Starting at the line that contains "[trace] white cloud", restate each line word for word through the final line of the data, keeping both ends.

* begin RECORDS FOR THIS TASK *

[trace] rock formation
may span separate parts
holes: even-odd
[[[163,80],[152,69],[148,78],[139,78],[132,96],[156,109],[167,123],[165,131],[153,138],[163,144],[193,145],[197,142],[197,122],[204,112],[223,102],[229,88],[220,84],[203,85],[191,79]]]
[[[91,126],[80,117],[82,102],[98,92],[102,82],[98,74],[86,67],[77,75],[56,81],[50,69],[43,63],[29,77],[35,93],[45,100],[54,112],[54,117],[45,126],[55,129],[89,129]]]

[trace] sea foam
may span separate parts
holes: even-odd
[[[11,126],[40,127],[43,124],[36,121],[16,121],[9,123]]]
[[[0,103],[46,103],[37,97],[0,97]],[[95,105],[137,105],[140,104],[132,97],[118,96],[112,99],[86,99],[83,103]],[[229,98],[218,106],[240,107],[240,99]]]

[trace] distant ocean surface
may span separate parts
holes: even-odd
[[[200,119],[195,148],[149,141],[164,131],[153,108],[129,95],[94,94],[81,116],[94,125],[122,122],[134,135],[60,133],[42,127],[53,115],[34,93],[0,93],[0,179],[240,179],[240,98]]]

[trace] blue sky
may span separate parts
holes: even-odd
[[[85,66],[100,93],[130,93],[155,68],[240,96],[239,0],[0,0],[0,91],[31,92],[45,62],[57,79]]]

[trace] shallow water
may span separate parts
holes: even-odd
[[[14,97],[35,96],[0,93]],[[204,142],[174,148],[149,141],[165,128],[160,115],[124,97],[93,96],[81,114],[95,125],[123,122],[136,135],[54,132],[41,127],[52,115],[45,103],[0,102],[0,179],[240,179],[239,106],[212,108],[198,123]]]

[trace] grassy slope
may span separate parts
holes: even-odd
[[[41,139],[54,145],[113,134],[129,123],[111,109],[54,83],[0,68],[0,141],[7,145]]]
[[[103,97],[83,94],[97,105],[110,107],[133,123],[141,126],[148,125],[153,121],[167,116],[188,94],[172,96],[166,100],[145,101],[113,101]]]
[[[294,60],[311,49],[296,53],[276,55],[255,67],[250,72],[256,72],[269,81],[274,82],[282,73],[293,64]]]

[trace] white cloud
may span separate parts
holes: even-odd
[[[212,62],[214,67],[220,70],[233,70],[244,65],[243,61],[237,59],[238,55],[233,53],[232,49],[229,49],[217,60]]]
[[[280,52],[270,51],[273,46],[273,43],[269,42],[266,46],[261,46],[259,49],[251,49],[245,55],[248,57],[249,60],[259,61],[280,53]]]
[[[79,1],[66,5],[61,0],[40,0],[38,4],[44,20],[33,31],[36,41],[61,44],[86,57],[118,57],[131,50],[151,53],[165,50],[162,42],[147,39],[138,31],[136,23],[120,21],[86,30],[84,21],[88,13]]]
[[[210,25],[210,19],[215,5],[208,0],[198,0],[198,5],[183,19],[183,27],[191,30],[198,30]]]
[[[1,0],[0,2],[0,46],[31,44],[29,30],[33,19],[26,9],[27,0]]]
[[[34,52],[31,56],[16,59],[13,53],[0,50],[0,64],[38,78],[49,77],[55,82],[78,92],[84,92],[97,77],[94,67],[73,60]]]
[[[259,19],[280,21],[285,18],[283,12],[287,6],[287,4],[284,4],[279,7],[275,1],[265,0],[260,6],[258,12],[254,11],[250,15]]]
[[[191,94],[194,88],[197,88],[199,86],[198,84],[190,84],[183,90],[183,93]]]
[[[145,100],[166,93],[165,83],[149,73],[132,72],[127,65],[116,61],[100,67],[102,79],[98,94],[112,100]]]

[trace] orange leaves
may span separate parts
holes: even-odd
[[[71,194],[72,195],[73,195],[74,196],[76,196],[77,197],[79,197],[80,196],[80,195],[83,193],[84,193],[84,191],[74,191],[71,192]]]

* end RECORDS FOR THIS TASK *

* COMPLETE RESPONSE
[trace] white cloud
may span separate parts
holes: even-odd
[[[212,62],[214,67],[220,70],[233,70],[244,65],[243,61],[237,59],[238,55],[233,53],[232,49],[229,49],[217,60]]]
[[[280,52],[270,51],[273,46],[273,43],[269,42],[266,46],[261,46],[259,49],[251,49],[245,55],[248,57],[249,60],[259,61],[280,53]]]
[[[79,1],[66,5],[61,0],[40,0],[38,4],[44,20],[33,31],[36,41],[61,44],[86,57],[118,57],[131,50],[151,53],[165,50],[162,42],[147,39],[138,31],[136,23],[120,21],[86,30],[84,21],[88,13]]]
[[[210,25],[210,19],[215,5],[208,0],[198,0],[198,5],[183,19],[183,27],[191,30],[198,30]]]
[[[1,0],[0,2],[0,46],[31,44],[29,30],[33,19],[26,9],[27,0]]]
[[[34,52],[31,56],[16,59],[13,53],[0,50],[0,64],[38,78],[49,77],[55,82],[78,92],[84,92],[97,77],[94,67],[73,60]]]
[[[259,19],[280,21],[285,18],[283,12],[287,6],[287,4],[284,4],[279,7],[275,1],[265,0],[260,6],[258,12],[254,11],[250,15]]]
[[[191,94],[194,88],[197,88],[199,86],[198,84],[190,84],[183,90],[183,93]]]
[[[145,100],[166,93],[165,83],[149,73],[132,72],[127,65],[116,61],[100,67],[102,79],[98,94],[112,100]]]

[trace] orange leaves
may span separate parts
holes: even-odd
[[[71,194],[72,195],[73,195],[74,196],[76,196],[77,197],[79,197],[80,196],[80,195],[83,193],[84,193],[84,191],[74,191],[71,192]]]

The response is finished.